- _Exercise prompt_
Find every line below with the word "labrador" in it, and copy each one.

- _The input_
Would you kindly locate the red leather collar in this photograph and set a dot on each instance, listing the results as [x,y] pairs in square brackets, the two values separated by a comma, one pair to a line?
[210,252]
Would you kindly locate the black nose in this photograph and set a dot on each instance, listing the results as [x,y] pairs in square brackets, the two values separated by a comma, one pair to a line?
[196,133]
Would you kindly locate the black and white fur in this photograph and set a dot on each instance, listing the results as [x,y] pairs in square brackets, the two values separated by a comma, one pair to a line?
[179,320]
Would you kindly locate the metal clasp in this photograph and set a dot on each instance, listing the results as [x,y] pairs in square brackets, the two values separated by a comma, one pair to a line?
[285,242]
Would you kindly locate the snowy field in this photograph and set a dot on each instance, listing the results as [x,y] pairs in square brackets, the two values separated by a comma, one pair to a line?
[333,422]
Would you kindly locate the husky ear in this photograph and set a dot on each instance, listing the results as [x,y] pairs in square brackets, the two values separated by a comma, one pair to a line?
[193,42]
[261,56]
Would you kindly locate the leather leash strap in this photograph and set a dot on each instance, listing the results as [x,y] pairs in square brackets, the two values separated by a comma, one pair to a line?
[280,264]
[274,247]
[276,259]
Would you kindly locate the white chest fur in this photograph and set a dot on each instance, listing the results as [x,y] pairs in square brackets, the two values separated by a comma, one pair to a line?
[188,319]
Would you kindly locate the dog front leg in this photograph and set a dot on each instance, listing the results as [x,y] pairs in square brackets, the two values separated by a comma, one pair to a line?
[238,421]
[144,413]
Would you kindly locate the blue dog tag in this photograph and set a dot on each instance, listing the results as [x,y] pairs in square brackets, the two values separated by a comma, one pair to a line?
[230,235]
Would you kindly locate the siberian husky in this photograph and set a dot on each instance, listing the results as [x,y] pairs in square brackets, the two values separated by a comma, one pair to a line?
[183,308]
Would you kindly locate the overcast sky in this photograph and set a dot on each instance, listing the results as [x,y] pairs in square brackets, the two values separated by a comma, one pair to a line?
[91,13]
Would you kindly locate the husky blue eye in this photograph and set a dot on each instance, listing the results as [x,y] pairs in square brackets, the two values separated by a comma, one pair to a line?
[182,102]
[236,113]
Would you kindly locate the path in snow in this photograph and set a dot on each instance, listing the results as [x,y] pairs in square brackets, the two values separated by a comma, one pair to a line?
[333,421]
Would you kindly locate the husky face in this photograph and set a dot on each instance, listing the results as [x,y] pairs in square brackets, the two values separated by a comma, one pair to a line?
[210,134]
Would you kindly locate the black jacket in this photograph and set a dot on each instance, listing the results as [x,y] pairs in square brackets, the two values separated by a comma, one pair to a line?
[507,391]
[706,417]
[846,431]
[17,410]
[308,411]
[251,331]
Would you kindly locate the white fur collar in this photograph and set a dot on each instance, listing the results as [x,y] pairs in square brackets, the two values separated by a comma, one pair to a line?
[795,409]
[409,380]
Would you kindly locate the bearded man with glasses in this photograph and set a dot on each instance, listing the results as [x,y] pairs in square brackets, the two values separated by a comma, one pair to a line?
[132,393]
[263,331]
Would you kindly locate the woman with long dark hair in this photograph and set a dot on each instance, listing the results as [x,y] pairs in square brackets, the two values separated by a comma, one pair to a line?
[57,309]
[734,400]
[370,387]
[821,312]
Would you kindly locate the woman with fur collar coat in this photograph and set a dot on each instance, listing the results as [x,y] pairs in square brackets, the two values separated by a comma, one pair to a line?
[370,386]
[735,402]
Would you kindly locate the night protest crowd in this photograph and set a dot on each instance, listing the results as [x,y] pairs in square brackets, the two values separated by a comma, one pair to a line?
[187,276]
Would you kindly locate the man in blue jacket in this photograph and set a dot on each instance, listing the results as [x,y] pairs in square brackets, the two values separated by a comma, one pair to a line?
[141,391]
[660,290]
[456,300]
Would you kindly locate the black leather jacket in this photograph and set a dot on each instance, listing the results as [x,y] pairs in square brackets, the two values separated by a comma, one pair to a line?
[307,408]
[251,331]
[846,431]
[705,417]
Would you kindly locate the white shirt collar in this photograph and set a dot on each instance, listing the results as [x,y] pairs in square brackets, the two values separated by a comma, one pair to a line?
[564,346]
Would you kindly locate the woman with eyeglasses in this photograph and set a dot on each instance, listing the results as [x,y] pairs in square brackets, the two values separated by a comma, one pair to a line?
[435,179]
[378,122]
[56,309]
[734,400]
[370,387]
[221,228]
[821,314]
...
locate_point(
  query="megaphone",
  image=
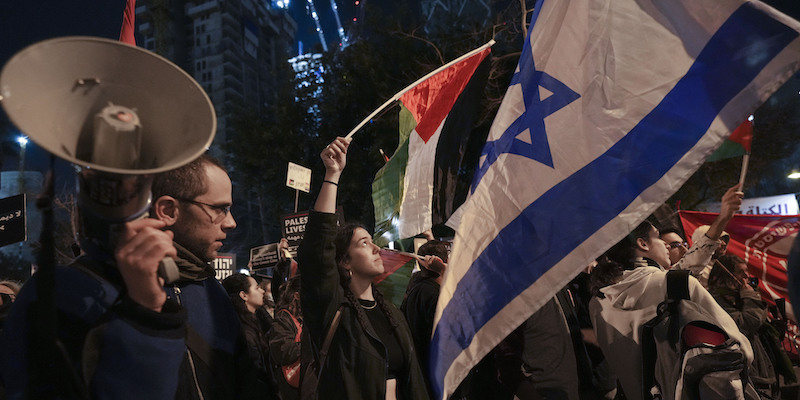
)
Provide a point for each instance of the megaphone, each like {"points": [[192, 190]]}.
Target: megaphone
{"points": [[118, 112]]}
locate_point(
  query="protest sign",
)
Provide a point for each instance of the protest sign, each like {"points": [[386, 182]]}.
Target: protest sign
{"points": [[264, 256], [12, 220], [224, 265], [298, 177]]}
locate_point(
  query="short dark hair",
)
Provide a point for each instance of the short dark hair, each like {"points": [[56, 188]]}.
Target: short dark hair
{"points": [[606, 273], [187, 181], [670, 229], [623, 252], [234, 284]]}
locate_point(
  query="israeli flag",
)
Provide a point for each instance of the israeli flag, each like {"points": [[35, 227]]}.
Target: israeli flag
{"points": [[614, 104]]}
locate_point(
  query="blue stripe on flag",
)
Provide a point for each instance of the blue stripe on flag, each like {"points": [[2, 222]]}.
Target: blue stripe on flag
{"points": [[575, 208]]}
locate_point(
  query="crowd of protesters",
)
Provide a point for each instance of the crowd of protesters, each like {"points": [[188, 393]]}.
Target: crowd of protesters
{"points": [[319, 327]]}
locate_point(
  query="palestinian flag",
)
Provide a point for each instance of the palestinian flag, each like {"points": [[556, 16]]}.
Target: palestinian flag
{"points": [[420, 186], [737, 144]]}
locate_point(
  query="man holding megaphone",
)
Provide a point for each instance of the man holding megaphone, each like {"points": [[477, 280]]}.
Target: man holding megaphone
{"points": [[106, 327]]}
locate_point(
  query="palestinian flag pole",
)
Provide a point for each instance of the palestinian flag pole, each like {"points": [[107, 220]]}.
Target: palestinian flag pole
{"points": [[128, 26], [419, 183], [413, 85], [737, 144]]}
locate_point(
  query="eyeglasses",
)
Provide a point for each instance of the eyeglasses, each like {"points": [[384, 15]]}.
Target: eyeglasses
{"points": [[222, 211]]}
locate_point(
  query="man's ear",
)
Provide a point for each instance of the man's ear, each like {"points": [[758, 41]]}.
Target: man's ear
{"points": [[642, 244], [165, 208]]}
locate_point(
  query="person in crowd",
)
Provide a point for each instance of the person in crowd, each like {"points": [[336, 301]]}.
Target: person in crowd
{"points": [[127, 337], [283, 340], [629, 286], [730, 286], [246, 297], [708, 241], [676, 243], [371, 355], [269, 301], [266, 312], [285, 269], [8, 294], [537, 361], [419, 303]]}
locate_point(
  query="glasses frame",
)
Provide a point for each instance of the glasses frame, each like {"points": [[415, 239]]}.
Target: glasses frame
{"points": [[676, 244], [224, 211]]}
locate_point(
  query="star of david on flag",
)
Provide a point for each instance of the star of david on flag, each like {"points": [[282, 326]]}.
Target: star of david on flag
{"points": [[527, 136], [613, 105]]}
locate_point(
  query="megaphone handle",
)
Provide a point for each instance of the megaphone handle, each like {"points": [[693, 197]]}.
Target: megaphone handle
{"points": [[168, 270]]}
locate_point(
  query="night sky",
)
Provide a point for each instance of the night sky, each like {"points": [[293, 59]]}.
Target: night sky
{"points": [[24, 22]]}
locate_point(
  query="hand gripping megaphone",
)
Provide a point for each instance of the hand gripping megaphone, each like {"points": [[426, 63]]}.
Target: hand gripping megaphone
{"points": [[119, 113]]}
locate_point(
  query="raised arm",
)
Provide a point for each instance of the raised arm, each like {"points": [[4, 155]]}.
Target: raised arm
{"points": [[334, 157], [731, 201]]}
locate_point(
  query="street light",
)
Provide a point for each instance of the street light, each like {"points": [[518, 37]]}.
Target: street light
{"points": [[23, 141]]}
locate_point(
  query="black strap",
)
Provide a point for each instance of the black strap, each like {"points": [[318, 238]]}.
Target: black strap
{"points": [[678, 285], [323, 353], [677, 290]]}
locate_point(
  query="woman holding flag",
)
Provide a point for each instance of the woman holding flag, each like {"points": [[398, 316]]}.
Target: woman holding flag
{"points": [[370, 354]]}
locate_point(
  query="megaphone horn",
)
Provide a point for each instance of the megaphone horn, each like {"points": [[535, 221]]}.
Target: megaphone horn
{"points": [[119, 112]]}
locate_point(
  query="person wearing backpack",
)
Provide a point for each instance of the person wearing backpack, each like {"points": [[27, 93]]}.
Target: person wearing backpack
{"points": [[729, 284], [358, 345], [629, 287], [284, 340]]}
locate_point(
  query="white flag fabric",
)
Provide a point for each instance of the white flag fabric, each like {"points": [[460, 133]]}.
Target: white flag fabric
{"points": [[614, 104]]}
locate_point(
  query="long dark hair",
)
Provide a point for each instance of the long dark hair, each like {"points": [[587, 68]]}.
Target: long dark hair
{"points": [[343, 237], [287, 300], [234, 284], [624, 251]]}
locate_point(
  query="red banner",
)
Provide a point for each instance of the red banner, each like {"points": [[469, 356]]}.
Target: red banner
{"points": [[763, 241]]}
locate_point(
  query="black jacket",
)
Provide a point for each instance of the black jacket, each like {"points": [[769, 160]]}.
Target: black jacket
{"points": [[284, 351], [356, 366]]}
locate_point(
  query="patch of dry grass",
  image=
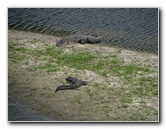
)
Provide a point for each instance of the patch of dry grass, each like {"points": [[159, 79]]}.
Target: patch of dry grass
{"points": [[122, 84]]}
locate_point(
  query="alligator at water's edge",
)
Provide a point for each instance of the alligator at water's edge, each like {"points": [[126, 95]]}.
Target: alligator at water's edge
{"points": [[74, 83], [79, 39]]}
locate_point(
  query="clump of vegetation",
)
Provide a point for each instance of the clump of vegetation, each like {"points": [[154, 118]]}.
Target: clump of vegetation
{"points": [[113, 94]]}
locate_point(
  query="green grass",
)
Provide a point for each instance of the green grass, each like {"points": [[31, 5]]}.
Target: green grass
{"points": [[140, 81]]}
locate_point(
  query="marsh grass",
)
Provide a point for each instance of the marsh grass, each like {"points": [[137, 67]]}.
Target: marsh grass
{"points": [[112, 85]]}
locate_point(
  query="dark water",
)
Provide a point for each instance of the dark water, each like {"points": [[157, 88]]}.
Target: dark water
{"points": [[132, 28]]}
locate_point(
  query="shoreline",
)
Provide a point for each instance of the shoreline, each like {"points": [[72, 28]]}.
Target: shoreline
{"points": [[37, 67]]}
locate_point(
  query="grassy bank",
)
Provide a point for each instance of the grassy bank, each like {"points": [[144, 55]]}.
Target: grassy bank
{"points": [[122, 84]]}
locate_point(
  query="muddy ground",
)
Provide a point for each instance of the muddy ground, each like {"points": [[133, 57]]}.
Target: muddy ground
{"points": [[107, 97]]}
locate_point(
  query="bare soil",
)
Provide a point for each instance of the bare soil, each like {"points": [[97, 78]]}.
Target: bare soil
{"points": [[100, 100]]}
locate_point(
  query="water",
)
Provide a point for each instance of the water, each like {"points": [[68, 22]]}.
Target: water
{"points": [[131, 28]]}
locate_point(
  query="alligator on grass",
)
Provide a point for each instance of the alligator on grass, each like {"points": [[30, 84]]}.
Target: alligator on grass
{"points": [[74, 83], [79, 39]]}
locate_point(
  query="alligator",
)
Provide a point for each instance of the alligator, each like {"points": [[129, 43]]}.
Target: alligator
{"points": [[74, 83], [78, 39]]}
--
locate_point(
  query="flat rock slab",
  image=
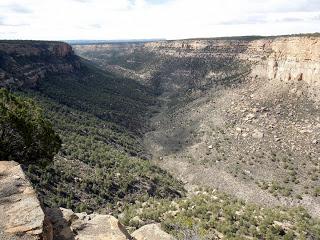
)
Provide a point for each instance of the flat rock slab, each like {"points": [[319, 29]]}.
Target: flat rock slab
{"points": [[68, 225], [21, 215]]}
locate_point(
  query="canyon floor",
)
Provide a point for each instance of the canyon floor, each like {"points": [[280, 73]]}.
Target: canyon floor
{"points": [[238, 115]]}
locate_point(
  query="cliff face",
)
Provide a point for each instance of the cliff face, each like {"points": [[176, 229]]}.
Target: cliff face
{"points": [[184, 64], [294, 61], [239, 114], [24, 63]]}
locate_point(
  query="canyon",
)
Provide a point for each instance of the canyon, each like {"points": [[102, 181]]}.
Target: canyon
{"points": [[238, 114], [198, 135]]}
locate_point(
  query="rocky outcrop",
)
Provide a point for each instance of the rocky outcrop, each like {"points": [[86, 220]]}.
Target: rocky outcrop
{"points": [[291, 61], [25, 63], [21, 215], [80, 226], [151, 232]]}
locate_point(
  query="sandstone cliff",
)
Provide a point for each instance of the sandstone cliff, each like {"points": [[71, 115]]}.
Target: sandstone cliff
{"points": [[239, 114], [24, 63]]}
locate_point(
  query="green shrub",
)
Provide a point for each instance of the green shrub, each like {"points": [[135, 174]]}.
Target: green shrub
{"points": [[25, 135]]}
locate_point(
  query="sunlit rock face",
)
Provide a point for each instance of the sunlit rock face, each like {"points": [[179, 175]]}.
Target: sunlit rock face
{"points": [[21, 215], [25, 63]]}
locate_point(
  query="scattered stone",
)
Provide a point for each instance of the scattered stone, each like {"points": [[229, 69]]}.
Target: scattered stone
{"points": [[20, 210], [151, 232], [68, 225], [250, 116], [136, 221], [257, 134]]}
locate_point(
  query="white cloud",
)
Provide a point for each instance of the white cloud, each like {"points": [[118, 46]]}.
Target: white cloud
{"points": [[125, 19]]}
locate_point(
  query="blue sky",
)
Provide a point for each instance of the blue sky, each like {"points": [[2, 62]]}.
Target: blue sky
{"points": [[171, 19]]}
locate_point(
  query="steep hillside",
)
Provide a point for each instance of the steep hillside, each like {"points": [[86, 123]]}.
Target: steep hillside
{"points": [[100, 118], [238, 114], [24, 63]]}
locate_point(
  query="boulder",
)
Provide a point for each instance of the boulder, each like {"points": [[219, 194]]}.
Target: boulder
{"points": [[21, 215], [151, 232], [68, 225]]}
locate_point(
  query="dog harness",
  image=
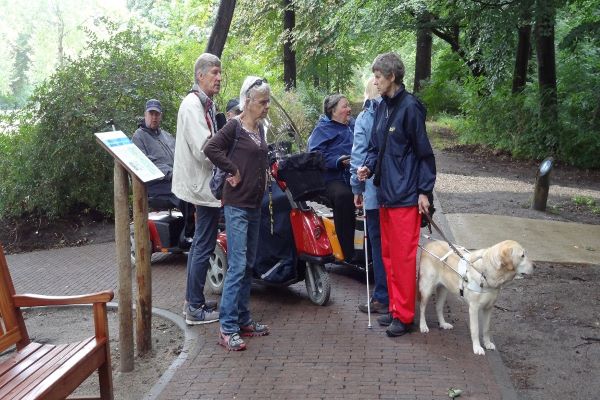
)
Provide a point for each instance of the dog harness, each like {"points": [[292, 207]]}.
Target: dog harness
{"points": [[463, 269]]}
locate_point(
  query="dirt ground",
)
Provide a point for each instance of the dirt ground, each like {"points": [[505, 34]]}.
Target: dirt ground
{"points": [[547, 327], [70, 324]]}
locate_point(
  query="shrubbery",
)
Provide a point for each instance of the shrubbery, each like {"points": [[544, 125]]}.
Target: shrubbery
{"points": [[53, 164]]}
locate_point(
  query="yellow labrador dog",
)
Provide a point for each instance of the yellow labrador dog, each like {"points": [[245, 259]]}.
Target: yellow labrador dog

- _Result of the exercise_
  query="yellow labrador dog",
Provide a point for each instance of the yellow labrador dog, each like {"points": [[245, 259]]}.
Target: yellow labrador dog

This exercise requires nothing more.